Stated problem
Copy the following lines out unchanged, all items included.

Records for processing
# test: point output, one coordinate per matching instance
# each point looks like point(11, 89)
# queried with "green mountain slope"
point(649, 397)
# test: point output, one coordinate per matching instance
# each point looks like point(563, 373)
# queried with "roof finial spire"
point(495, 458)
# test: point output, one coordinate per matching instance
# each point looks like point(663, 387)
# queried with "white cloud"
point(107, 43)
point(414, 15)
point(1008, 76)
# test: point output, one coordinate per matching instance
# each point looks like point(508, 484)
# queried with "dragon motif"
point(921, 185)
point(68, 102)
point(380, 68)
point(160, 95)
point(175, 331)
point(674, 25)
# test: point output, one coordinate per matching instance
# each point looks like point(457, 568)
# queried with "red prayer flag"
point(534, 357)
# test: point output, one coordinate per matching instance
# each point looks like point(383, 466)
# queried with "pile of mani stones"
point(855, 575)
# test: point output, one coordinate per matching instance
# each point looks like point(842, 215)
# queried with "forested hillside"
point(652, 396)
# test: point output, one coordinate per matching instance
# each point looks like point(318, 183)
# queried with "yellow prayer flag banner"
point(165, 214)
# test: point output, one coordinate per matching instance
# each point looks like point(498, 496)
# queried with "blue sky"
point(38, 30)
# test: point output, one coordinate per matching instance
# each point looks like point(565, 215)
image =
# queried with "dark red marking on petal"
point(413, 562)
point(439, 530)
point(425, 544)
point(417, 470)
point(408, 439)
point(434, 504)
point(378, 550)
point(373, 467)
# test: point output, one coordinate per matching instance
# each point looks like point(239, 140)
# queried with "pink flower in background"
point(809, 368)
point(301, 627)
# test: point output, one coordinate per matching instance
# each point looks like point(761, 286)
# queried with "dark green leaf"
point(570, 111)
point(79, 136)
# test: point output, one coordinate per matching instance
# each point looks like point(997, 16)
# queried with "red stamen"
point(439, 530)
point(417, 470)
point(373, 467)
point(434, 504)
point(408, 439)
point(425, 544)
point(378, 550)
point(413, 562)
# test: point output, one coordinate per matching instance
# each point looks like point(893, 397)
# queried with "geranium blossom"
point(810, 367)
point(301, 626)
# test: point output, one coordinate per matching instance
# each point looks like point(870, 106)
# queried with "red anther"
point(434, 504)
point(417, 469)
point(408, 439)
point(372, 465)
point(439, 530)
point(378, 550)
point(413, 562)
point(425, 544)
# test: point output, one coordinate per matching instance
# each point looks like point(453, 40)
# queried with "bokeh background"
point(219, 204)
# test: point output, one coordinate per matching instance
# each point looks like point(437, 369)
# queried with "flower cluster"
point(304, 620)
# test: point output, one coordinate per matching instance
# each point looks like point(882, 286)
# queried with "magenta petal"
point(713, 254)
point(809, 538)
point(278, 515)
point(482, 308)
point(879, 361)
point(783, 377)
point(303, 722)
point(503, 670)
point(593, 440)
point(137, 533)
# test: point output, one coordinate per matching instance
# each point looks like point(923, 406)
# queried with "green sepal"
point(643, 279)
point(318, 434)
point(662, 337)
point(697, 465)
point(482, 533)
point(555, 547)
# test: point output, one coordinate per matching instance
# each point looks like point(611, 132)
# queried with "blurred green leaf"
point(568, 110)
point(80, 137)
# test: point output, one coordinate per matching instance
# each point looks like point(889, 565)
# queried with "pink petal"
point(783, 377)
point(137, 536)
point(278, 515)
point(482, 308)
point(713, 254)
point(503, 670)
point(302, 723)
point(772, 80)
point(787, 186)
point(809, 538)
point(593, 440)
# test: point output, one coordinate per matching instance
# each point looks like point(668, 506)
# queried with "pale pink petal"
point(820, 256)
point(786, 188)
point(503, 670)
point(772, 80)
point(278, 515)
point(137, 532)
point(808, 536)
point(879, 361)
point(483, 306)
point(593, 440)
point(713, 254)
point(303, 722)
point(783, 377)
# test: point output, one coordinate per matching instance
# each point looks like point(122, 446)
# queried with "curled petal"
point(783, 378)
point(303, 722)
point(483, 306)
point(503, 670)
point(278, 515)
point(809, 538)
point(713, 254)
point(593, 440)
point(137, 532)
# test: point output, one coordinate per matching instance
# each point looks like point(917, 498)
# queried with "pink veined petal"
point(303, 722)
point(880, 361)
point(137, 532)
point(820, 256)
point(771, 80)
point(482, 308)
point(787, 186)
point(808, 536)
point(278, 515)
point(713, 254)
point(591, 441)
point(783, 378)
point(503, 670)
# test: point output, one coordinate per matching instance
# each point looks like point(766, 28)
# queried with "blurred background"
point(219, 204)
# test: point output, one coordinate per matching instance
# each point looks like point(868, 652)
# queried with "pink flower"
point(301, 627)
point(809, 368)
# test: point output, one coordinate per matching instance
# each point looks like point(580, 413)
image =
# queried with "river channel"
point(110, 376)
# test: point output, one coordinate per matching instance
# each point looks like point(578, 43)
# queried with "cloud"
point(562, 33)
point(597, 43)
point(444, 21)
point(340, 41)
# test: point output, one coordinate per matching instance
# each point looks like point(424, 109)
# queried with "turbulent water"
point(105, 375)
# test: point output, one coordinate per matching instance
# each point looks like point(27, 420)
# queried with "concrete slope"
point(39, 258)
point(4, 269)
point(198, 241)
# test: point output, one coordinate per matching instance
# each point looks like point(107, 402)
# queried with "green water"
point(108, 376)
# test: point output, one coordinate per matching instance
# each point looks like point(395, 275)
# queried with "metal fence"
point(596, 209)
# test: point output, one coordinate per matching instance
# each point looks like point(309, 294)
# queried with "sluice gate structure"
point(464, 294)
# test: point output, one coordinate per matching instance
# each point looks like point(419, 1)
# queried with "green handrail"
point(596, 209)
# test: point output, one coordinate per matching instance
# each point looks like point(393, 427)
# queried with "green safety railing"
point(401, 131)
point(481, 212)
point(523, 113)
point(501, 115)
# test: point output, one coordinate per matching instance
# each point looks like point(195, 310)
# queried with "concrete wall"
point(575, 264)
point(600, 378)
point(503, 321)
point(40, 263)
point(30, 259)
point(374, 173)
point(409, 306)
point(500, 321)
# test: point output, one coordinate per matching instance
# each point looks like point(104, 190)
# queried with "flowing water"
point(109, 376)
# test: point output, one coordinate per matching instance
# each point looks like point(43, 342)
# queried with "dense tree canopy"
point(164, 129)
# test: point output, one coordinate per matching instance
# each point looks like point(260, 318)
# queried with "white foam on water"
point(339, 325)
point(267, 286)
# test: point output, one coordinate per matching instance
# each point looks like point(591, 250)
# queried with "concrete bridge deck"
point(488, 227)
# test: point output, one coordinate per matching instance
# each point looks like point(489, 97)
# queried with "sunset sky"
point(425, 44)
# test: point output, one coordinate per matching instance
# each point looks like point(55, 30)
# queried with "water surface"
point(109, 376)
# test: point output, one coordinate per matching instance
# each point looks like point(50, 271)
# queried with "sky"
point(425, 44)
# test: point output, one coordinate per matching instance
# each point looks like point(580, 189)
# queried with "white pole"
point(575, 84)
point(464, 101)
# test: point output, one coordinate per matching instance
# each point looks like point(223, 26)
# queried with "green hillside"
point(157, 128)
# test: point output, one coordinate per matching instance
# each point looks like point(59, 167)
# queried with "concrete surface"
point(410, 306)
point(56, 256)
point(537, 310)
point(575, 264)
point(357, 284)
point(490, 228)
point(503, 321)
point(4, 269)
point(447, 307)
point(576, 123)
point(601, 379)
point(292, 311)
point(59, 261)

Result for this exercise
# test: point output, one coordinate per matching instance
# each point looks like point(11, 89)
# queried with "green mountain slope"
point(649, 397)
# test: point output, one coordinate per matching instance
# each point looks like point(563, 373)
# queried with "roof finial spire"
point(495, 458)
# test: point output, one coordinate per matching instance
# each point looks like point(663, 387)
# queried with "white cloud"
point(107, 43)
point(414, 15)
point(1008, 76)
# test: point output, one coordinate per matching instance
# each point looks like point(508, 484)
# queried with "dragon motif"
point(921, 185)
point(68, 102)
point(380, 68)
point(160, 95)
point(175, 331)
point(674, 25)
# test: point output, one coordinate per matching instance
# each point looks like point(457, 568)
# queried with "red prayer flag"
point(534, 357)
# test: point output, one coordinate per matching instance
# each point looks like point(383, 466)
# queried with "pile of mani stones"
point(855, 575)
# test: point output, one coordinate per matching instance
# each point looks like point(842, 215)
# queried with "forested hillside"
point(652, 396)
# test: point output, one coordinate per matching instance
# each point looks like point(318, 183)
# queried with "yellow prayer flag banner"
point(165, 214)
# test: point output, one coordinate per matching instance
# each point looks like point(498, 496)
# queried with "blue sky"
point(38, 30)
# test: point output, one coordinate per matching instance
# each point looks like point(565, 215)
image =
# queried with "dark red marking on petal"
point(413, 562)
point(439, 530)
point(425, 544)
point(417, 470)
point(408, 439)
point(434, 504)
point(378, 550)
point(373, 467)
# test: point output, one coordinate per matching instance
# each point looks like point(239, 140)
# queried with "pink flower in background"
point(809, 368)
point(301, 627)
# test: point output, one coordinate per matching instance
# each point looks like point(761, 286)
# queried with "dark green leaf"
point(570, 111)
point(79, 136)
# test: point output, one coordinate per matching instance
# each point looks like point(997, 16)
# queried with "red stamen"
point(439, 530)
point(417, 470)
point(373, 467)
point(434, 504)
point(408, 439)
point(425, 544)
point(378, 550)
point(413, 562)
# test: point output, one coordinate per matching instance
# each point looks like point(893, 397)
# queried with "geranium blossom"
point(810, 367)
point(301, 626)
# test: point output, one coordinate per matching instance
# each point looks like point(870, 106)
# queried with "red anther"
point(434, 504)
point(417, 469)
point(408, 439)
point(372, 465)
point(439, 530)
point(378, 550)
point(413, 562)
point(425, 544)
# test: point output, one coordinate per matching instance
# each point looks like point(453, 40)
# queried with "bokeh background"
point(219, 204)
# test: point output, one coordinate per matching instance
# each point looks like point(437, 369)
# queried with "flower cluster"
point(304, 620)
# test: point output, one coordinate per matching instance
# each point looks like point(882, 286)
# queried with "magenta petal"
point(713, 254)
point(809, 538)
point(278, 515)
point(482, 308)
point(879, 361)
point(783, 377)
point(303, 722)
point(503, 670)
point(593, 440)
point(137, 533)
# test: point output, one coordinate per matching instance
# each point looks like point(923, 406)
# queried with "green sepal"
point(643, 279)
point(318, 434)
point(662, 337)
point(697, 465)
point(482, 533)
point(555, 547)
# test: point output, one coordinate per matching instance
# each point looks like point(611, 132)
# queried with "blurred green leaf"
point(568, 110)
point(80, 137)
# test: point output, one coordinate per matching instance
# each point looks like point(889, 565)
# queried with "pink petal"
point(783, 377)
point(137, 536)
point(278, 515)
point(482, 308)
point(713, 254)
point(503, 670)
point(302, 723)
point(772, 80)
point(787, 186)
point(809, 538)
point(593, 440)
# test: point output, one coordinate per matching instance
# each point looks like point(668, 506)
# queried with "pale pink petal"
point(820, 256)
point(786, 188)
point(503, 670)
point(772, 80)
point(278, 515)
point(137, 532)
point(808, 536)
point(879, 361)
point(483, 306)
point(593, 440)
point(713, 254)
point(303, 722)
point(783, 377)
# test: point output, one coordinate per matching instance
# each point looks like point(122, 446)
# queried with "curled petal"
point(783, 378)
point(303, 722)
point(483, 306)
point(503, 670)
point(278, 515)
point(809, 538)
point(713, 254)
point(593, 440)
point(137, 532)
# test: point output, one coordinate per matching instance
# each point looks like point(917, 498)
# queried with "pink veined petal"
point(303, 722)
point(880, 361)
point(137, 532)
point(820, 256)
point(771, 80)
point(482, 308)
point(787, 186)
point(808, 536)
point(278, 515)
point(713, 254)
point(591, 441)
point(783, 378)
point(503, 670)
# test: point output, one coordinate per matching instance
# each point looks like point(766, 28)
# queried with "blurred background"
point(219, 204)
# test: point output, one coordinate per matching instance
# each point looks like point(868, 652)
# queried with "pink flower"
point(301, 627)
point(809, 368)
# test: point output, one coordinate per matching instance
# each point looks like point(580, 413)
image =
# queried with "river channel"
point(110, 376)
# test: point output, one coordinate per matching instance
# each point looks like point(578, 43)
# queried with "cloud"
point(562, 33)
point(597, 43)
point(444, 21)
point(340, 41)
# test: point output, one coordinate per matching instance
# each point looks like point(424, 109)
# queried with "turbulent water"
point(105, 375)
# test: point output, one coordinate per matching instance
# each point looks like point(27, 420)
# queried with "concrete slope"
point(39, 258)
point(4, 269)
point(198, 241)
# test: point output, one coordinate per matching instance
# each point looks like point(107, 402)
# queried with "green water"
point(108, 376)
# test: point output, one coordinate per matching instance
# each point looks like point(395, 275)
# queried with "metal fence"
point(596, 209)
# test: point output, one coordinate per matching instance
# each point looks like point(309, 294)
# queried with "sluice gate structure"
point(464, 294)
# test: point output, one coordinate per matching instance
# each point looks like point(419, 1)
# queried with "green handrail"
point(596, 209)
# test: point output, one coordinate per matching instance
# each point looks like point(393, 427)
# queried with "green safety railing"
point(401, 131)
point(481, 212)
point(523, 113)
point(501, 115)
# test: point output, one coordinate per matching instance
# each point looks like point(195, 310)
# queried with "concrete wall"
point(575, 264)
point(600, 378)
point(503, 321)
point(40, 263)
point(30, 259)
point(374, 173)
point(409, 306)
point(500, 321)
# test: point output, one coordinate per matching instance
# each point looks like point(104, 190)
# queried with "flowing water"
point(109, 376)
# test: point output, one coordinate per matching instance
# each point looks like point(43, 342)
# queried with "dense tree canopy"
point(164, 129)
# test: point output, one coordinate per matching instance
# each point looks like point(260, 318)
# queried with "white foam on water"
point(339, 325)
point(267, 286)
# test: point output, one coordinate per matching instance
# each point looks like point(591, 250)
# queried with "concrete bridge deck"
point(488, 227)
# test: point output, one coordinate per matching instance
# each point looks like point(489, 97)
# queried with "sunset sky"
point(425, 44)
# test: point output, one coordinate per matching instance
# each point looks like point(55, 30)
# queried with "water surface"
point(109, 376)
# test: point output, one coordinate per matching instance
# each point looks like point(50, 271)
# queried with "sky"
point(425, 44)
# test: point output, one coordinate per matching instance
# each point looks like point(580, 189)
# queried with "white pole"
point(575, 84)
point(464, 101)
# test: point output, one coordinate per matching instance
# each point looks like point(223, 26)
# queried with "green hillside"
point(157, 128)
# test: point output, one coordinate per matching instance
# each point looks like point(59, 167)
# queried with "concrete surface"
point(410, 306)
point(56, 256)
point(537, 310)
point(575, 264)
point(357, 284)
point(490, 228)
point(503, 321)
point(4, 269)
point(447, 307)
point(576, 123)
point(601, 379)
point(292, 311)
point(59, 261)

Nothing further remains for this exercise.